[LCP]list all defines

David Spencer David.W.Spencer at oracle.com
Thu Jul 12 20:57:11 UTC 2001


Of course the SMART way to do this is to figure out how to email your
test program to your account, have a daemon pick up the mail, separate
out the code and compile it, and email you back the results.
Then you could email in a command to run the executable and return via
email the output of the program.

The difficult bit is how to build the daemon, but presumably you won't
be doing this near a deadline therefore the labs should be relatively
free.

Of course this isn't particularly interactive; you'd have to supply any
input on the command line or in a response file (e.g. myprog [param1
param2 param3] [< input_data] [> output_data])

If it's only a command line program you're writing then you'll probably
find that most includes are the same across both platforms as long as
you stick to the simple stuff: stdio, stdlib, time etc but if you're
doing X programming of course you're stuffed (unless you get an X
emulator and devkit for Windows, or better still install Linux on the
machine instead and do native X programming.)

Dave.

## DATASET EXTRACT
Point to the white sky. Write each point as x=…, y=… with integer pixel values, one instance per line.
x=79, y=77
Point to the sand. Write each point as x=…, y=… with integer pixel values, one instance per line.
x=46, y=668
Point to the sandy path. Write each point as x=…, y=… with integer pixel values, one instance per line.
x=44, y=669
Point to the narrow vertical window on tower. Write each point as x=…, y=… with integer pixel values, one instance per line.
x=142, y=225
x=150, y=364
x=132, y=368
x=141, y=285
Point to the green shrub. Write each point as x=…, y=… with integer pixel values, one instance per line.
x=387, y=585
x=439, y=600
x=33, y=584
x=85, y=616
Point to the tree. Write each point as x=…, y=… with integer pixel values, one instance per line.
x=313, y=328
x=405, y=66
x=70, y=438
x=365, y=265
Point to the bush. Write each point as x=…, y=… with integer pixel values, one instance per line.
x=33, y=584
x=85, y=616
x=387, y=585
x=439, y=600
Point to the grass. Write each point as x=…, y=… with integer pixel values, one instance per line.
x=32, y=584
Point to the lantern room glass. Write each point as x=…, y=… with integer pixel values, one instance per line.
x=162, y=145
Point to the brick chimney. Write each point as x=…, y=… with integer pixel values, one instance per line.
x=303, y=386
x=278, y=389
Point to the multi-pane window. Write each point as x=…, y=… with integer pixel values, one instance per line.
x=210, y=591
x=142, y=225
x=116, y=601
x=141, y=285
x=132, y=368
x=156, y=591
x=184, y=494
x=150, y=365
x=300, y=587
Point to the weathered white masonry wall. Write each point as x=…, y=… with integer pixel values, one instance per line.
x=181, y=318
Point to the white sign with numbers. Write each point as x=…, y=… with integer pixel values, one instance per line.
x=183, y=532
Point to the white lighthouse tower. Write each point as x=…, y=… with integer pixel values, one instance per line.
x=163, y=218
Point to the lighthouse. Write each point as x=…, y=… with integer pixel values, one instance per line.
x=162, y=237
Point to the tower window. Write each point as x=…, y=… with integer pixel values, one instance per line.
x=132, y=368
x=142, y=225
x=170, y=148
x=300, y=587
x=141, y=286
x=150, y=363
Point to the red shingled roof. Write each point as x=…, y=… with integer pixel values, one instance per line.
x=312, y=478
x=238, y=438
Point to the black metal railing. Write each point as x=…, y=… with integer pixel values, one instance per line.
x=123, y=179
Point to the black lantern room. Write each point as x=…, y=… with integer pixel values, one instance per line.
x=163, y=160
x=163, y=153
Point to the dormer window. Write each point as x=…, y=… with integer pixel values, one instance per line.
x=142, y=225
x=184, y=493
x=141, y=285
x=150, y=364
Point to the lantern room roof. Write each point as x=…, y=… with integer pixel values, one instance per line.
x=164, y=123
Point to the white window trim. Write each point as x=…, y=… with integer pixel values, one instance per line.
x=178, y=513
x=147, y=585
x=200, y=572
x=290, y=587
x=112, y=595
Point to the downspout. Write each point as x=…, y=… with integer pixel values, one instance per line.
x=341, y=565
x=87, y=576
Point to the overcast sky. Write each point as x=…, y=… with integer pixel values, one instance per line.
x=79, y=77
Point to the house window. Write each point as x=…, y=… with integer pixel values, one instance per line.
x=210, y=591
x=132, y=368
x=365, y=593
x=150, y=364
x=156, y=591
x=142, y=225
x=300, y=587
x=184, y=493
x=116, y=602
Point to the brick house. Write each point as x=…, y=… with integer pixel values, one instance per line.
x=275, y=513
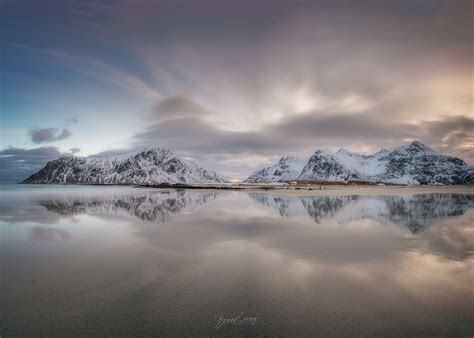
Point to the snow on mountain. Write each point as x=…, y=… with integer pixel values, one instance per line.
x=287, y=168
x=414, y=163
x=323, y=166
x=151, y=165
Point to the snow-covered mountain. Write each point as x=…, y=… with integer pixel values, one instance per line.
x=285, y=169
x=152, y=165
x=415, y=163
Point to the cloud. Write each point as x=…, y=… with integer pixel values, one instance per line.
x=17, y=163
x=237, y=153
x=47, y=135
x=176, y=107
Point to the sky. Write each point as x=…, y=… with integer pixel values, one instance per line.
x=233, y=85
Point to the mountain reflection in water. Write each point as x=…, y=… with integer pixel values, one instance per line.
x=153, y=207
x=415, y=212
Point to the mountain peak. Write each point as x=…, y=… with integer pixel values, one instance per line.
x=288, y=158
x=415, y=147
x=149, y=165
x=343, y=151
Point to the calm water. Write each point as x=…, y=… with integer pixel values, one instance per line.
x=125, y=261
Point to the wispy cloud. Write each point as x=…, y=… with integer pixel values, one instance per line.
x=46, y=135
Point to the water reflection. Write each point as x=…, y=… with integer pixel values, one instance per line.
x=149, y=207
x=415, y=212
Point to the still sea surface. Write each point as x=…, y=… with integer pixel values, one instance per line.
x=121, y=261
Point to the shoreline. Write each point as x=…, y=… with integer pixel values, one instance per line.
x=299, y=189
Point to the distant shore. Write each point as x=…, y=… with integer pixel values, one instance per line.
x=325, y=188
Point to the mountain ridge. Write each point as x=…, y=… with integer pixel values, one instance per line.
x=414, y=163
x=150, y=165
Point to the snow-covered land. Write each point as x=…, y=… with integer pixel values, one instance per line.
x=287, y=168
x=152, y=165
x=415, y=163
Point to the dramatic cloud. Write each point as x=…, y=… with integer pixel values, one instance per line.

## TASKS FOR THIS EXERCISE
- A) Reproduce the mailing list post from "The difficult bit" up to and including "input_data] [> output_data])".
- B) Answer these questions about the mailing list post:
(i) On what date was it sent?
(ii) What does the writer call the difficult bit?
(iii) Which includes does it name as likely the same across both platforms?
Rely on the mailing list post alone.

## SOLUTIONS TO THE EXERCISE
- A)
The difficult bit is how to build the daemon, but presumably you won't
be doing this near a deadline therefore the labs should be relatively
free.

Of course this isn't particularly interactive; you'd have to supply any
input on the command line or in a response file (e.g. myprog [param1
param2 param3] [< input_data] [> output_data])

- B)
(i) Thursday, July 12, 2001
(ii) How to build the daemon
(iii) stdio, stdlib and time